AIM 1 » Using the legal excerpt, list every ground on which the applicant seeks the review and setting aside of the decision of 26 February 2020.

TEXT SECTION »
>>>

Furthermore, regulation 10(1)(c) provides that no person except with
the permission granted by
the Treasury and in accordance with such
conditions the Treasury may impose, enter into any transaction
whereby capital or any
right to capital is directly or indirectly
exported from the country.
[19]
The applicant seeks the reviewing and setting aside of the
decision of the 26 February 2020 on the
following grounds:
19.1
that the impugned decision was not authorised by the empowering
provision
[2]
;
19.2
that the decision was not rationally connected to the information
before the administrator
[3]
;
19.3
that the SARB ‘s decision was materially influenced by an error
in law
[4]
;
19.4
that when the decision was taken, irrelevant considerations were
considered and relevant considerations were
not considered
[5]
;
and
19.5
that the decision was arbitrary and capricious
[6]
.
[20]
It is the applicant’s contention that the impugned decision
taken by the SARB is unlawful. It was submitted
on behalf of the
applicant that the decision by the SARB to block the applicant’s
funds to the tune of R40 million was irrational
in that the amount
which the SARB was concerned with were funds deposited into the
applicant’s account held at the Bank of
Baroda between July
2018 to November 2019, which amounts totalled the sum of R17.5
million.
[21]
It was
further submitted on behalf of the applicant that the applicant did
not contravene the exchange control regulations as all
foreign
transaction he performed were done with the express approval of
Bidvest, through its employees. It is the applicant’s
contention that no contravention of the regulations had been
committed as Bidvest Bank was Treasury’s authorised dealer
[7]
whose function, inter alia, is to assist clients to transfer currency
abroad on behalf of its clients.

<<<

DATA »
>>>

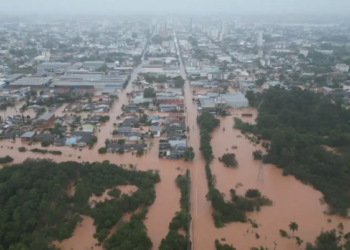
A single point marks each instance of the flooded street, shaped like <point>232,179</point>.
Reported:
<point>292,200</point>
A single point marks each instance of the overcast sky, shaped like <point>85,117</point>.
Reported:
<point>174,6</point>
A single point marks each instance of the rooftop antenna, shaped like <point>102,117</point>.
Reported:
<point>261,172</point>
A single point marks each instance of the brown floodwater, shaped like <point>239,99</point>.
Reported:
<point>82,238</point>
<point>167,193</point>
<point>293,201</point>
<point>127,189</point>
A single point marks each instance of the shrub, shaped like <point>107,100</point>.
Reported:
<point>102,150</point>
<point>22,149</point>
<point>229,160</point>
<point>45,143</point>
<point>252,193</point>
<point>6,159</point>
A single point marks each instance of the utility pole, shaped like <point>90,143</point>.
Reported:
<point>261,171</point>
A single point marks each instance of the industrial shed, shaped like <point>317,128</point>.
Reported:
<point>237,100</point>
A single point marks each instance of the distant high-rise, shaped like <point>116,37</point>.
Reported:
<point>223,28</point>
<point>191,26</point>
<point>260,41</point>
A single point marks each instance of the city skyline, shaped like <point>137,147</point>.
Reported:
<point>193,6</point>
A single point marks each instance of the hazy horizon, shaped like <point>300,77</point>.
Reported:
<point>108,7</point>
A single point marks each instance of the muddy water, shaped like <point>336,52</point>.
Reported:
<point>82,238</point>
<point>128,189</point>
<point>293,201</point>
<point>167,193</point>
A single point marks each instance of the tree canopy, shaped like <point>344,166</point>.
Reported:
<point>36,208</point>
<point>298,123</point>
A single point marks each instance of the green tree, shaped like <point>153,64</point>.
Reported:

<<<

AIM 2 » Reproduce the whole listing with "Reported" swapped for "Found" wherever it occurs and nothing else altered. Leave the pictures out.

RESULT 1 »
1. The impugned decision was not authorised by the empowering provision.
2. The decision was not rationally connected to the information before the administrator.
3. The SARB's decision was materially influenced by an error in law.
4. When the decision was taken, irrelevant considerations were considered and relevant considerations were not considered.
5. The decision was arbitrary and capricious.

RESULT 2 »
A single point marks each instance of the flooded street, shaped like <point>232,179</point>.
Found:
<point>292,200</point>
A single point marks each instance of the overcast sky, shaped like <point>85,117</point>.
Found:
<point>174,6</point>
A single point marks each instance of the rooftop antenna, shaped like <point>102,117</point>.
Found:
<point>261,172</point>
A single point marks each instance of the brown floodwater, shaped like <point>239,99</point>.
Found:
<point>82,238</point>
<point>167,193</point>
<point>293,201</point>
<point>127,189</point>
A single point marks each instance of the shrub, shaped like <point>107,100</point>.
Found:
<point>102,150</point>
<point>22,149</point>
<point>229,160</point>
<point>45,143</point>
<point>252,193</point>
<point>6,159</point>
A single point marks each instance of the utility pole, shaped like <point>90,143</point>.
Found:
<point>261,171</point>
A single point marks each instance of the industrial shed, shaped like <point>317,128</point>.
Found:
<point>237,100</point>
A single point marks each instance of the distant high-rise, shaped like <point>116,37</point>.
Found:
<point>223,28</point>
<point>191,26</point>
<point>260,41</point>
A single point marks each instance of the city skyline, shaped like <point>137,147</point>.
Found:
<point>193,6</point>
A single point marks each instance of the hazy horizon, shaped like <point>300,77</point>.
Found:
<point>108,7</point>
A single point marks each instance of the muddy water, shaped like <point>336,52</point>.
Found:
<point>82,238</point>
<point>128,189</point>
<point>293,201</point>
<point>167,193</point>
A single point marks each instance of the tree canopy, shaped like <point>344,166</point>.
Found:
<point>36,208</point>
<point>298,123</point>
A single point marks each instance of the green tree, shaped like <point>153,64</point>.
Found:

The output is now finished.